Extracted records
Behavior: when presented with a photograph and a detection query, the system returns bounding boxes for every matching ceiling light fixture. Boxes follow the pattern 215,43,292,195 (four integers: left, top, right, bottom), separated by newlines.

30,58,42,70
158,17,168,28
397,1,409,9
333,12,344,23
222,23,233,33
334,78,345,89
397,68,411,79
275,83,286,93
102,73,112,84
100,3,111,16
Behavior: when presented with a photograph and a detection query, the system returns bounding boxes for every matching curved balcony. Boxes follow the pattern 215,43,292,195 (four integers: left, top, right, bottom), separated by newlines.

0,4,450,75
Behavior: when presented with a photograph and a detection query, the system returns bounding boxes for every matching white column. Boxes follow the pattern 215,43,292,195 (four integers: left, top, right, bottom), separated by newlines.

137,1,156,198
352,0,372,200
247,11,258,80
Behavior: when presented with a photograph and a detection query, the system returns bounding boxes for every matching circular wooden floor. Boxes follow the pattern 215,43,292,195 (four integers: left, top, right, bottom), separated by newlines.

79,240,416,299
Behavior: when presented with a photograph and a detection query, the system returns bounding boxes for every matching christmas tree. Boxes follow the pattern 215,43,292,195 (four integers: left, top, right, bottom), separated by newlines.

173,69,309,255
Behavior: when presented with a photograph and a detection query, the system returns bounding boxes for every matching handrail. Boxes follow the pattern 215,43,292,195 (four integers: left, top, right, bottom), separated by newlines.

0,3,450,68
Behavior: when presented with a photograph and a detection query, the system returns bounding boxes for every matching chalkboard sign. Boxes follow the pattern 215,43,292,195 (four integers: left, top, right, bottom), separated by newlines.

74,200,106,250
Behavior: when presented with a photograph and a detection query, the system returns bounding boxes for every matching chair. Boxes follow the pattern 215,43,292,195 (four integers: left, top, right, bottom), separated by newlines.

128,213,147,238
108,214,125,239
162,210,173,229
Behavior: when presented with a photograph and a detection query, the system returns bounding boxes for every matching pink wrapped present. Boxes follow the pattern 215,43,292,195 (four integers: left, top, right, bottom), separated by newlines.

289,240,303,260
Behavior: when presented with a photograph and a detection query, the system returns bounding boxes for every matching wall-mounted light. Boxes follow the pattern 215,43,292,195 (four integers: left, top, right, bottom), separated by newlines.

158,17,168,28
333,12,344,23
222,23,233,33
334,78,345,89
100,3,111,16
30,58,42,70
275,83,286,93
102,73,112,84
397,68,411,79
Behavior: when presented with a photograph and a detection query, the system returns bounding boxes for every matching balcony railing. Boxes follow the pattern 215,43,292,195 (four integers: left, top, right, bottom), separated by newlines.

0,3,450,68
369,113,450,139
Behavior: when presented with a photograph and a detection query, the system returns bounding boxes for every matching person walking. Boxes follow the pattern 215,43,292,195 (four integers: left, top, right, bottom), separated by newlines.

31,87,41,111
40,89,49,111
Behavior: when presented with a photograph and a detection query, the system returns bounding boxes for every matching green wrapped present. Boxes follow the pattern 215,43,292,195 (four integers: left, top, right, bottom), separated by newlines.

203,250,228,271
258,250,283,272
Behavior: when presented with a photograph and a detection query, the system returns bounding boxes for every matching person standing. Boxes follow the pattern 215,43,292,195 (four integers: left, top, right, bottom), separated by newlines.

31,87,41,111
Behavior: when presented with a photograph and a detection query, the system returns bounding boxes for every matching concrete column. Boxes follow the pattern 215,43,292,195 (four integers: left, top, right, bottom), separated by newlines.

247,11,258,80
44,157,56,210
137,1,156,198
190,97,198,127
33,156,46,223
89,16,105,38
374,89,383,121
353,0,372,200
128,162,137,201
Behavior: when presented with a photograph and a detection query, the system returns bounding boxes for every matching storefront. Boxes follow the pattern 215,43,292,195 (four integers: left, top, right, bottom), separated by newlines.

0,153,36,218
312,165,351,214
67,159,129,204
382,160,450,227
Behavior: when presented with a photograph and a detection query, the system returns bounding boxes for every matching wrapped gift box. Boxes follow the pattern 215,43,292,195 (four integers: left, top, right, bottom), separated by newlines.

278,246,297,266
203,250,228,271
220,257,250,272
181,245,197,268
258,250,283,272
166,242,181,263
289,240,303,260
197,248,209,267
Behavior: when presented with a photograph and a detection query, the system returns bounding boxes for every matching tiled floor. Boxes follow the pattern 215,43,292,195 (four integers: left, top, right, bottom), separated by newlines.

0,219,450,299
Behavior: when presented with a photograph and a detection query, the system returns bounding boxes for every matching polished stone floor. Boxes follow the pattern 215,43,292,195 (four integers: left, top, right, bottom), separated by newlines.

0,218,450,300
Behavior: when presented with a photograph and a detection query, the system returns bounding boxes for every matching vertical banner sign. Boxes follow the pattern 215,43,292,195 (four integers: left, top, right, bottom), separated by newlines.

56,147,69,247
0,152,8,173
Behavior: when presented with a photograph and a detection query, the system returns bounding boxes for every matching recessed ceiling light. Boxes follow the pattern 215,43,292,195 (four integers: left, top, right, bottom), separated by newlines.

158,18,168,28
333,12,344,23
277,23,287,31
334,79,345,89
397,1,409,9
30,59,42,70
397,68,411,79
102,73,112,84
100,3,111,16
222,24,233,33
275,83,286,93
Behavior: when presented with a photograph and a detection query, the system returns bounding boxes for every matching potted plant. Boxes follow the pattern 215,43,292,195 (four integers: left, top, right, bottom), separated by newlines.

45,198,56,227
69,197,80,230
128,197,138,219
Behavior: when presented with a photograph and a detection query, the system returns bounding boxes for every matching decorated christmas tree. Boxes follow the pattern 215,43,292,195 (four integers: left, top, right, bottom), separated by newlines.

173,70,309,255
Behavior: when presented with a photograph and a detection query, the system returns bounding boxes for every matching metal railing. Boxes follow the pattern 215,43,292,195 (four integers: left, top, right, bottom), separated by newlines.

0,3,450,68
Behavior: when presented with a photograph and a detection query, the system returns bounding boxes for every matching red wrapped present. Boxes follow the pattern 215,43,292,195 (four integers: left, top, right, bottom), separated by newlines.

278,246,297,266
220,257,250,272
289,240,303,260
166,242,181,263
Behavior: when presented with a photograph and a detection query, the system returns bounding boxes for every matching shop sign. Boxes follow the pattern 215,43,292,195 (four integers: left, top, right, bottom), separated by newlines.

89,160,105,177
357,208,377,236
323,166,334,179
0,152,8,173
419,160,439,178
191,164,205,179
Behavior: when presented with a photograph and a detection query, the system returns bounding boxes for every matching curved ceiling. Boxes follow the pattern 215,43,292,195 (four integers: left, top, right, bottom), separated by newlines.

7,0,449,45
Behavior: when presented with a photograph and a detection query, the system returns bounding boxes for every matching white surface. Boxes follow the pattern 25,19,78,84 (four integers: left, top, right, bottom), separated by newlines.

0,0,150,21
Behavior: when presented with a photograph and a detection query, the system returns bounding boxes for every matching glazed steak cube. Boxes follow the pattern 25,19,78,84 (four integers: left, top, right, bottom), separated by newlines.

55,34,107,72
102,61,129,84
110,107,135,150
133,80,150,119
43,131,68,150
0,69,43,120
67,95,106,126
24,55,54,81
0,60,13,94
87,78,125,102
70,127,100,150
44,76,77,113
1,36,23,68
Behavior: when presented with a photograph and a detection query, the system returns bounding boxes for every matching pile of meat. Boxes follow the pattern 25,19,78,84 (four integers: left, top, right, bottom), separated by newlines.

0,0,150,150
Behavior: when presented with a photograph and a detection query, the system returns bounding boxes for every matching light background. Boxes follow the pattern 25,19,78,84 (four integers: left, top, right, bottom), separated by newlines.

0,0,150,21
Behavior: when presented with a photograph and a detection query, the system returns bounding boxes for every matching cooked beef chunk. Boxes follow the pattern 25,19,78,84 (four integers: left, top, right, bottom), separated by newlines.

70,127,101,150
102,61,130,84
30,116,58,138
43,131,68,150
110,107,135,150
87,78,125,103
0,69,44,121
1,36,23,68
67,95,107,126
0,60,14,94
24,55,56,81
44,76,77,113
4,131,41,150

**INSTRUCTIONS TO FOLLOW:**
Edit the lines from the one containing "every matching cooked" through the end of the records, both ends included, replacing "beef" with "lamb" and keeping everything else the same. Return only those lines.

**WRITTEN RESPONSE:**
Behavior: when presented with a photograph and a detection query, the system returns bounding boxes for every matching cooked lamb chunk. Boxes follow the pattern 25,19,78,84 (four integers: left, top, right, bottom), separated by newlines.

70,127,101,150
102,61,130,84
30,116,58,138
43,131,68,150
110,107,135,150
87,78,125,103
0,69,44,121
1,36,23,68
67,95,107,126
0,60,14,94
24,55,56,81
44,76,77,113
4,131,41,150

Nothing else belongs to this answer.